§ **Instructions for the task**:
Copy the lines below from the one containing "Could you please locate the tree" through the one containing "xmin=0 ymin=137 xmax=296 ymax=183", substituting "roofed stand" for "covered grandstand" and leaving everything else unchanged.

§ **Materials provided**:
────────────────────
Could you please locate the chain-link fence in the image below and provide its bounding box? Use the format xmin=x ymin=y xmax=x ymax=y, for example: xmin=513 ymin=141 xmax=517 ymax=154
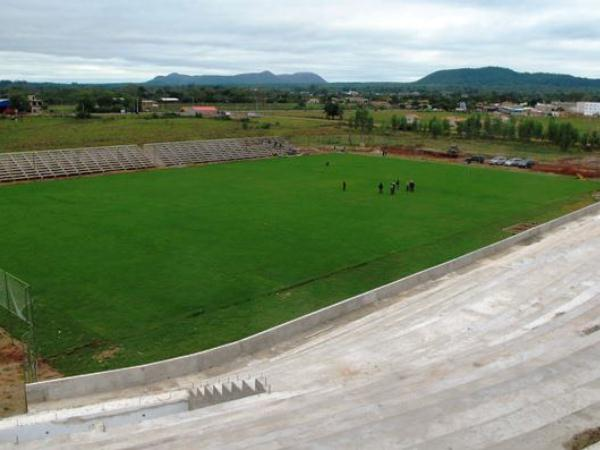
xmin=0 ymin=269 xmax=37 ymax=383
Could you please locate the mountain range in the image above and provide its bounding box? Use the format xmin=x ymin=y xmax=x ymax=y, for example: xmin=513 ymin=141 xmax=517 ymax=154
xmin=414 ymin=67 xmax=600 ymax=89
xmin=146 ymin=70 xmax=327 ymax=86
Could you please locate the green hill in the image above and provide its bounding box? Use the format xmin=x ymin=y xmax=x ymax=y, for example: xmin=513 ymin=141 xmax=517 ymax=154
xmin=415 ymin=67 xmax=600 ymax=89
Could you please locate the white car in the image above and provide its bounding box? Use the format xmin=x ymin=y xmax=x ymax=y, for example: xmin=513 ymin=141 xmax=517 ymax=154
xmin=504 ymin=158 xmax=523 ymax=167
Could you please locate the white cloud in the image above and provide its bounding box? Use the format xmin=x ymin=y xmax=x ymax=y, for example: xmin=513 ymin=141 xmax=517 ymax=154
xmin=0 ymin=0 xmax=600 ymax=81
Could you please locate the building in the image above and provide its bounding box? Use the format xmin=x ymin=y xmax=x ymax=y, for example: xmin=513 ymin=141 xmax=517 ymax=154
xmin=27 ymin=95 xmax=44 ymax=114
xmin=140 ymin=100 xmax=159 ymax=112
xmin=346 ymin=96 xmax=369 ymax=105
xmin=0 ymin=98 xmax=11 ymax=114
xmin=179 ymin=106 xmax=222 ymax=117
xmin=371 ymin=100 xmax=392 ymax=109
xmin=498 ymin=103 xmax=527 ymax=116
xmin=576 ymin=102 xmax=600 ymax=117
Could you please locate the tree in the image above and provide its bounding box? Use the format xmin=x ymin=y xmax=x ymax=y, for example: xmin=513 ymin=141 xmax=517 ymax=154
xmin=558 ymin=122 xmax=579 ymax=152
xmin=75 ymin=95 xmax=96 ymax=119
xmin=349 ymin=107 xmax=375 ymax=140
xmin=323 ymin=100 xmax=344 ymax=120
xmin=428 ymin=117 xmax=444 ymax=139
xmin=9 ymin=92 xmax=29 ymax=112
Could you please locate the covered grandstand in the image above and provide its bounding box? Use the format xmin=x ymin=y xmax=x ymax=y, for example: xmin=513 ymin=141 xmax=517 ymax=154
xmin=0 ymin=137 xmax=296 ymax=183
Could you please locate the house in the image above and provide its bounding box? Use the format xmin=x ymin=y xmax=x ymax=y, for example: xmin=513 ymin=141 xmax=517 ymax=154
xmin=27 ymin=94 xmax=44 ymax=114
xmin=0 ymin=98 xmax=12 ymax=114
xmin=498 ymin=103 xmax=526 ymax=116
xmin=179 ymin=106 xmax=222 ymax=117
xmin=140 ymin=100 xmax=159 ymax=112
xmin=456 ymin=102 xmax=469 ymax=112
xmin=371 ymin=101 xmax=392 ymax=109
xmin=346 ymin=96 xmax=369 ymax=105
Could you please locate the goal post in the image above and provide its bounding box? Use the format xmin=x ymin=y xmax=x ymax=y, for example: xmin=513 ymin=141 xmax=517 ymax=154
xmin=0 ymin=269 xmax=37 ymax=383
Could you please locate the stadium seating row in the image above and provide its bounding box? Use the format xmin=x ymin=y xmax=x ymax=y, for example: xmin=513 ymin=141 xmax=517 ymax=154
────────────────────
§ **Full solution**:
Could you please locate the tree in the image above and provide its bounding box? Use the format xmin=x ymin=y xmax=x ymax=y, for example: xmin=513 ymin=141 xmax=517 ymax=154
xmin=558 ymin=122 xmax=579 ymax=152
xmin=75 ymin=95 xmax=96 ymax=119
xmin=349 ymin=107 xmax=375 ymax=140
xmin=323 ymin=100 xmax=344 ymax=120
xmin=428 ymin=117 xmax=444 ymax=139
xmin=9 ymin=92 xmax=29 ymax=112
Could you please locate the roofed stand in the image above and provide its bounding box? Use the format xmin=x ymin=y xmax=x ymax=y, for example: xmin=513 ymin=141 xmax=517 ymax=154
xmin=0 ymin=137 xmax=296 ymax=183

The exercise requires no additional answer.